GIVEN RECORDS:
──────────

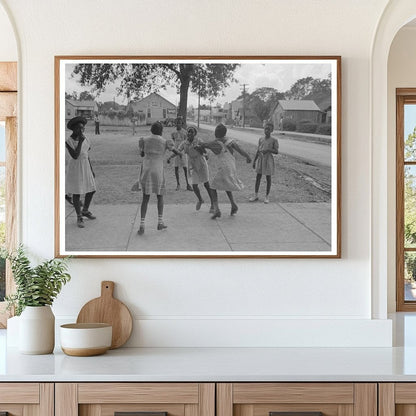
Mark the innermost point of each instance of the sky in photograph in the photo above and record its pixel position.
(2, 142)
(409, 119)
(280, 76)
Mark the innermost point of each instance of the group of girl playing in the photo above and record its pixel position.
(188, 152)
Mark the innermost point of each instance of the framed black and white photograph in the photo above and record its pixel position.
(198, 156)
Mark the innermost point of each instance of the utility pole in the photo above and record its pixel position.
(199, 98)
(244, 104)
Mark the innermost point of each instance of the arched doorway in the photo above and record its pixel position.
(8, 151)
(396, 15)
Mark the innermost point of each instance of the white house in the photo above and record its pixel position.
(154, 107)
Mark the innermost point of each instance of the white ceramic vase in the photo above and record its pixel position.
(37, 330)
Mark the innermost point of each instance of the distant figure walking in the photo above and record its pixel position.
(178, 136)
(226, 177)
(97, 123)
(197, 165)
(267, 147)
(79, 178)
(152, 175)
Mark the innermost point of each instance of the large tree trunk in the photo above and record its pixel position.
(185, 78)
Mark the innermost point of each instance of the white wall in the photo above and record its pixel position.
(244, 302)
(401, 74)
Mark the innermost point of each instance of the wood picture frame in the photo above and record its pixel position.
(121, 97)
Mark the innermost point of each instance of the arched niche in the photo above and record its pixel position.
(396, 15)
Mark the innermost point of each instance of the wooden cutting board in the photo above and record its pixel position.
(107, 309)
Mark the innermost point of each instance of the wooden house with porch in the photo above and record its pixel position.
(84, 108)
(154, 107)
(296, 110)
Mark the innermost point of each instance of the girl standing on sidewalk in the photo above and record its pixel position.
(226, 177)
(178, 136)
(152, 175)
(79, 178)
(197, 165)
(267, 147)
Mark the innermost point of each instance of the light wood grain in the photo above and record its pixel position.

──────────

STATED TASK: Rewrite all of the material above without the pictures, changing every "innermost" to "central" and keeping everything else the same.

FULL OUTPUT:
Mark the central point of each instance of the sky in photograph in the photo above and record its pixel position.
(2, 142)
(409, 119)
(280, 76)
Mark the central point of each instance of the group of girl playing in the photo above and record its pixel position.
(188, 152)
Mark the central point of each instance of the framed black and white photograph in the photo above and record its pixel position.
(198, 156)
Mark the central point of each instance of the utility pole in the photo above and record its pixel position.
(199, 98)
(244, 104)
Mark the central point of each instance of the arched doorway in the photo above and record its pixel position.
(8, 151)
(396, 15)
Mark the central point of each instance of the white house in the photo above and record its pixel position.
(154, 107)
Mark the central point of each instance of the white ceramic vase in the photo above and record its pixel position.
(37, 330)
Mark the central point of each instance of the distant figure walking in the photo above and record its pixel position.
(178, 136)
(226, 177)
(97, 123)
(197, 165)
(267, 147)
(79, 178)
(152, 175)
Mark the central point of each instance of the large tree trunk in the photo above and record its pixel position.
(185, 78)
Mark the central point of each instance of the white wall in the photo above and record its pixel position.
(244, 302)
(401, 74)
Mark the central point of each instance of the wood picture frame in the photo above and record its pixel position.
(121, 97)
Mark the central point of each instance of the arched niche in the photo above and record its pixel position.
(396, 15)
Mark the central point of each instance of the wooden cutting board in the photo above and record its pixel position.
(107, 309)
Mark the central point of each instance of the wooden house with porch in the photo above and record its pixel position.
(84, 108)
(154, 107)
(296, 110)
Mark the central point of each instance of the girl standing on sidewalk in the photo above and record its pixel position.
(226, 177)
(178, 136)
(152, 175)
(79, 178)
(197, 165)
(267, 147)
Mark the central point of each instance of the light wood grain in the photo above and record its pixel position.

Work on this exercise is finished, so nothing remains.